What this exercise asks ▸
1. Summarize the exhibition review in two sentences.
2. Reproduce the passage of the exhibition review starting with "Throughout Jackson’s show, objects" and going on through "to multiple interpretations.".

Page text ▸
((
Patrick Jackson at François Ghebaly 


Patrick Jackson, “My Dark Architect,” Installation View, François Ghebaly, Los Angeles. Image courtesy of the artist and François Ghebaly, Los Angeles. Photo: Paul Salveson.

At François Ghebaly , Patrick Jackson’s solo exhibition, “My Dark Architect,” has a subtleness that builds across the show into a strange effect. In the first gallery, small display shelves are made by balancing glass sheets between plexiglass spacers. On each sculpture, a different store-bought item is featured: oversized foam dice, plastic skulls, silk house plants, and metal sifters. 

As I rounded the corner to the second gallery, still attempting to make meaning out of those four objects transposed together, a new set of display shelves stood waiting in the next room, this time devoid of any objects. Instead, the shelves themselves and the plexiglass spacers are bound by metal scaffolding. Absent any defining objects, the display structures feel skeletal and almost bodily — their cast reflections creating optical tricks that mimic the inner workings of one’s own mind. 

Surrounding these works are screen-printed pieces on colorful grounds, each featuring a different page from the last ever printed Sears catalogue (1993): ladders, mirrors, hobby knives, basketball hoops, pots and pans. 

Throughout Jackson’s show, objects oscillate between mass-produced/ impersonal to highly specific stand-ins for personhood, pointing to the fact that objects, just like our daily realities, are open-ended and responsive to multiple interpretations.      

Patrick Jackson’s  Floating Head Illusion


Patrick Jackson, “Head on Table,” 2017. Silver gelatin print in aluminum artist’s frame, Edition 1 of 3, 8.25 x 12.25 inches (framed).  Image courtesy of the artist and François Ghebaly, Los Angeles. Photo: Paul Salveson.

In the first room of Patrick Jackson’s exhibition, his sculptures are accompanied by small black and white photographs. Many depict public sculptures in Los Angeles, notably shot without people present. These are paired with a handful of images shot in Jackson’s own bedroom — complete with wood veneer walls and dull grey carpet. In contrast to the public sculptures, these interiors feel strangely vulnerable — a pile of linens awkwardly bundled on top of a wooden dresser somehow feels both abject and deeply personal.
))
(Collected data)
((
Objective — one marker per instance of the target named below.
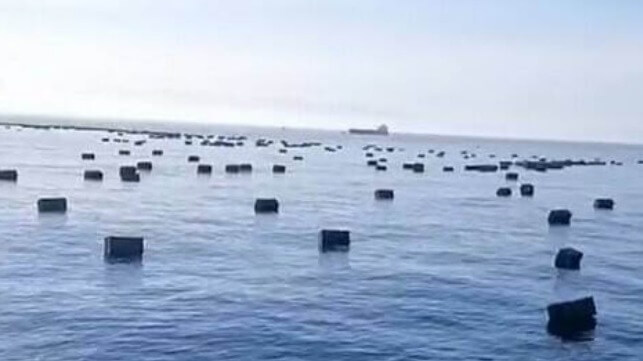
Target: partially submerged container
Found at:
(129, 174)
(93, 175)
(568, 258)
(266, 205)
(118, 248)
(52, 205)
(204, 169)
(10, 175)
(527, 190)
(144, 165)
(232, 168)
(560, 217)
(384, 194)
(604, 203)
(511, 176)
(571, 318)
(332, 240)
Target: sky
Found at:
(543, 69)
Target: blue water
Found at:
(447, 271)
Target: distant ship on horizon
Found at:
(381, 130)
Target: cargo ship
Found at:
(381, 130)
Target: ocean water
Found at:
(446, 271)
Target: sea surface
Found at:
(446, 271)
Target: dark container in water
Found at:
(9, 175)
(123, 248)
(604, 203)
(245, 168)
(560, 217)
(266, 205)
(331, 240)
(52, 205)
(129, 174)
(232, 168)
(568, 258)
(568, 319)
(94, 175)
(204, 169)
(144, 165)
(527, 190)
(384, 194)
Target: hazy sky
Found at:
(544, 69)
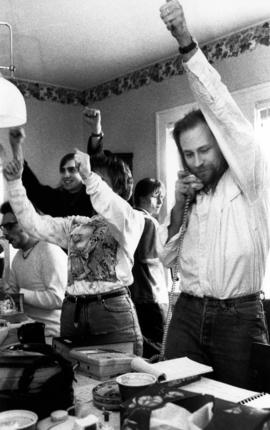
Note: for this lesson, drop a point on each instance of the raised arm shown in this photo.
(233, 132)
(43, 227)
(42, 196)
(126, 223)
(92, 118)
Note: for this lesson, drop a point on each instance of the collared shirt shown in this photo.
(227, 239)
(100, 248)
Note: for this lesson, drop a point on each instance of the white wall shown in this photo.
(129, 119)
(54, 129)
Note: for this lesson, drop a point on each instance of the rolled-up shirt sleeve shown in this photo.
(167, 250)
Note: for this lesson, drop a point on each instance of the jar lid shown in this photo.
(60, 415)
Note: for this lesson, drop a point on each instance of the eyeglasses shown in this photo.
(8, 226)
(71, 170)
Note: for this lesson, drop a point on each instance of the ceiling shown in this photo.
(82, 43)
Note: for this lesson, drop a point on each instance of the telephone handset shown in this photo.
(198, 185)
(175, 271)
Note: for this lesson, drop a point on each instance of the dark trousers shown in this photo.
(218, 333)
(151, 320)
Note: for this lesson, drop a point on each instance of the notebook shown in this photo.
(169, 370)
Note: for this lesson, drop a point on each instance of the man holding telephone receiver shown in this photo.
(223, 186)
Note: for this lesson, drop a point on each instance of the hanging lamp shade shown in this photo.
(12, 105)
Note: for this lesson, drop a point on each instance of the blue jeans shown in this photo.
(218, 333)
(101, 322)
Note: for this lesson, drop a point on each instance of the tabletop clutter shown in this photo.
(112, 388)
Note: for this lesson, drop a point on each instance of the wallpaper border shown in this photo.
(225, 47)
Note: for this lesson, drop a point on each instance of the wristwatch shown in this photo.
(186, 49)
(100, 135)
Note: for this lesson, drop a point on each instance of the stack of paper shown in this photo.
(177, 368)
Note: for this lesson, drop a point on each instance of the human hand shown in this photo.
(82, 161)
(186, 186)
(13, 170)
(172, 14)
(93, 118)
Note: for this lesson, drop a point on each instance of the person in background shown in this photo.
(149, 289)
(70, 197)
(224, 187)
(97, 309)
(38, 271)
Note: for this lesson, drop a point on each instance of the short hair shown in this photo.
(65, 159)
(6, 208)
(189, 121)
(145, 187)
(118, 171)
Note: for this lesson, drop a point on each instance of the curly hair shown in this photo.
(118, 171)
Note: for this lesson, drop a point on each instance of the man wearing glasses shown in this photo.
(38, 271)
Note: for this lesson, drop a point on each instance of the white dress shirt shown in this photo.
(227, 239)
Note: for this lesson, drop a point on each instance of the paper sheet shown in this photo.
(220, 390)
(176, 368)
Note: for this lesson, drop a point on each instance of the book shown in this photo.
(169, 370)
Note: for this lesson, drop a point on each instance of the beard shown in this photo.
(211, 174)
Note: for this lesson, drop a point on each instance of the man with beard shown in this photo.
(222, 193)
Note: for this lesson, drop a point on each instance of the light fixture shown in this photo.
(12, 104)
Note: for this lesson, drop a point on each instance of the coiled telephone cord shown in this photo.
(175, 278)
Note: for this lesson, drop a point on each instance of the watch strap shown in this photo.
(186, 49)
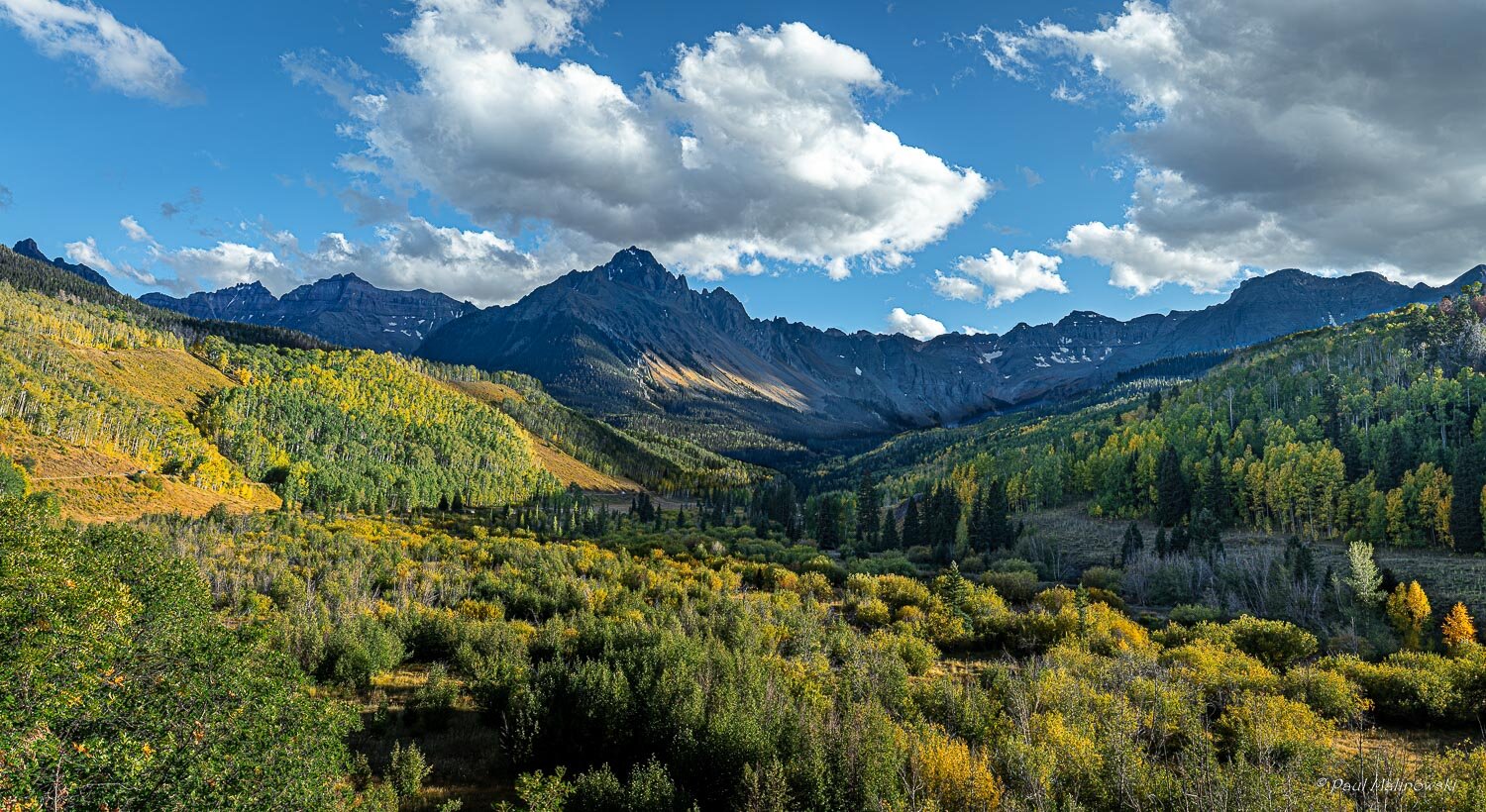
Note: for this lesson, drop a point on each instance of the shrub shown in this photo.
(1103, 577)
(1275, 643)
(433, 702)
(1016, 586)
(1326, 692)
(359, 652)
(1192, 613)
(873, 612)
(407, 770)
(1106, 597)
(1268, 729)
))
Answers for the tasks ▸
1. Patrick Jackson's solo exhibition "My Dark Architect" at François Ghebaly combines display shelves made of glass sheets and plexiglass spacers with screen-printed pages from the last Sears catalogue and small black-and-white photographs of Los Angeles public sculptures and of Jackson's bedroom. Some shelves hold store-bought items such as foam dice and plastic skulls, while others stand empty and bound by metal scaffolding, and throughout the show objects shift between the mass-produced and impersonal and highly specific stand-ins for personhood, open to multiple interpretations.

2.
Throughout Jackson’s show, objects oscillate between mass-produced/ impersonal to highly specific stand-ins for personhood, pointing to the fact that objects, just like our daily realities, are open-ended and responsive to multiple interpretations.